▶ **PAGE EXCERPT**:
----------
R.I.P. Richard Trentlage, the man who wrote the “Oscar Mayer wiener” song

R.I.P. Richard Trentlage, the man who wrote the “Oscar Mayer wiener” song

The New York Times is reporting that Richard Trentlage, the author of a number of popular advertising jingles—most notably “the Oscar Mayer wiener song”—has died. Trentlage was 87.

A veteran of the jingle game—he also wrote “McDonald’s Is Your Kind Of Place” and the National Safety Council’s “Buckle Up For Safety”—Trentlage reportedly wrote the iconic “I Wish I Were An Oscar Mayer Wiener” in a single hour, inspired by an off-hand comment from one of his kids. Submitted as part of a contest, the song would become the sound of Oscar Mayer for 45 years, until the company retired it in 2010. Endlessly repeatable, the infectious earworm was referred to as “one of the great single accomplishments in advertising history” by one public relations professor the Times sought out for comment.

A native of Chicago, Trentlage began practicing the jingle-writing game early, even writing a song for a fake product—“Modern Plastic Brooms”—for his high school class. According to the Times, the ditty was catchy enough that people were still singing it five decades later, at the class’s 50-year reunion in 1997.
----------
▶ **ASSIGNED TASK**: For each statement, say yes or no according to the Richard Trentlage piece and quote the words from it that decide the answer. 1. Trentlage wrote the Oscar Mayer wiener song in a single hour. 2. Oscar Mayer used the song for 50 years. 3. Trentlage's high school jingle was written for a real product. The listing that comes next has no connection to the Richard Trentlage piece.

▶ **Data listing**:
----------
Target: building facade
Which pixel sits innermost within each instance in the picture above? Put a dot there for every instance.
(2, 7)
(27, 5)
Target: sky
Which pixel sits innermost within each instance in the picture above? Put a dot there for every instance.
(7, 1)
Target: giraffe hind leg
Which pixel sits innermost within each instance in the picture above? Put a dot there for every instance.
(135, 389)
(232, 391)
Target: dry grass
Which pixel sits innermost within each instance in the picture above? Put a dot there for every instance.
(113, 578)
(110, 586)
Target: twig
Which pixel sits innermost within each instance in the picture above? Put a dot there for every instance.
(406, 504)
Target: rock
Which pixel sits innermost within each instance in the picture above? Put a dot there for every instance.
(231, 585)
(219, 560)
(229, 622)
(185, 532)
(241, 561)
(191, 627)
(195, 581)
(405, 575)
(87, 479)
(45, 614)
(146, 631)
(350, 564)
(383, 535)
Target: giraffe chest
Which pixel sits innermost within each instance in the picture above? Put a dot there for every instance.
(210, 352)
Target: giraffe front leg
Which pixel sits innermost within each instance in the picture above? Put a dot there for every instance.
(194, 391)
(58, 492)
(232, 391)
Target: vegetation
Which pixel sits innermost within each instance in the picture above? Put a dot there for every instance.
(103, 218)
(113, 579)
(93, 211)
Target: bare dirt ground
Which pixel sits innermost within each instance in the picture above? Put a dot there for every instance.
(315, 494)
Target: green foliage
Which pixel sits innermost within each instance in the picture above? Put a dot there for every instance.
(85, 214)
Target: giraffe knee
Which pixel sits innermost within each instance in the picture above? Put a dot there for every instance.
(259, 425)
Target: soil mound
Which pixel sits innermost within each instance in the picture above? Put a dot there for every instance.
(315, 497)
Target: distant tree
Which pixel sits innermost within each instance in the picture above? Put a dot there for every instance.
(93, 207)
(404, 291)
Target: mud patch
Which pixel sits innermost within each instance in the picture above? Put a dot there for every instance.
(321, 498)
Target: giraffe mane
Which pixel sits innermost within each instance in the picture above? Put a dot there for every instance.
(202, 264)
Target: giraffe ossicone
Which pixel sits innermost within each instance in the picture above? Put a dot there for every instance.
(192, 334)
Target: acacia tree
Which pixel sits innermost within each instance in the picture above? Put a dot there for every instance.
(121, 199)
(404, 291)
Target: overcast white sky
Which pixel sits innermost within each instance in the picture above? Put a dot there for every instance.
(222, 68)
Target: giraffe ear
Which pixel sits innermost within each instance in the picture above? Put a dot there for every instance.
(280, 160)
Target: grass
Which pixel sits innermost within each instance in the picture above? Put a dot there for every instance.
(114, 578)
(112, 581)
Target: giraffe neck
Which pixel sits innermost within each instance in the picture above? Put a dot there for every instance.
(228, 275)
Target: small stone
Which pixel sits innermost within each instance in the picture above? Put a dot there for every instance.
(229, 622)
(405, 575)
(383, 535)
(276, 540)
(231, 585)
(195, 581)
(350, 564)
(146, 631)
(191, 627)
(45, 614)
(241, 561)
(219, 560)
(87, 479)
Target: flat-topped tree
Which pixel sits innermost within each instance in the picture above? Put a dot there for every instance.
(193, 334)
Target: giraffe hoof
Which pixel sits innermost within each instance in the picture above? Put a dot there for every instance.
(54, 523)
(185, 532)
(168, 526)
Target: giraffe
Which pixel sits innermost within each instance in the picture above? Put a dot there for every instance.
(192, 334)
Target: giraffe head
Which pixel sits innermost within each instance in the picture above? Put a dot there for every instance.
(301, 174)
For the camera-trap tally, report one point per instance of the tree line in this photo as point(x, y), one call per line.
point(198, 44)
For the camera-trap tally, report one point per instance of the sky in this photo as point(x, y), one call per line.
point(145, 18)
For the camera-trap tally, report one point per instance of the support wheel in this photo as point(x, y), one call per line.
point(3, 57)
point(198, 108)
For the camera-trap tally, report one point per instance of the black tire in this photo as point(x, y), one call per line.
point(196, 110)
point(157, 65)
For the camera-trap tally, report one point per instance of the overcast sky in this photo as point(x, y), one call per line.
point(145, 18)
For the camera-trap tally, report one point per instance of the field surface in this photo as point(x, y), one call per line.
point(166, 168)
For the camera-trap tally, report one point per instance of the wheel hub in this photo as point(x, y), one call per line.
----------
▶ **WRITTEN ANSWER**:
1. Yes: "wrote the iconic “I Wish I Were An Oscar Mayer Wiener” in a single hour"
2. No: "the song would become the sound of Oscar Mayer for 45 years, until the company retired it in 2010"
3. No: "even writing a song for a fake product—“Modern Plastic Brooms”—for his high school class"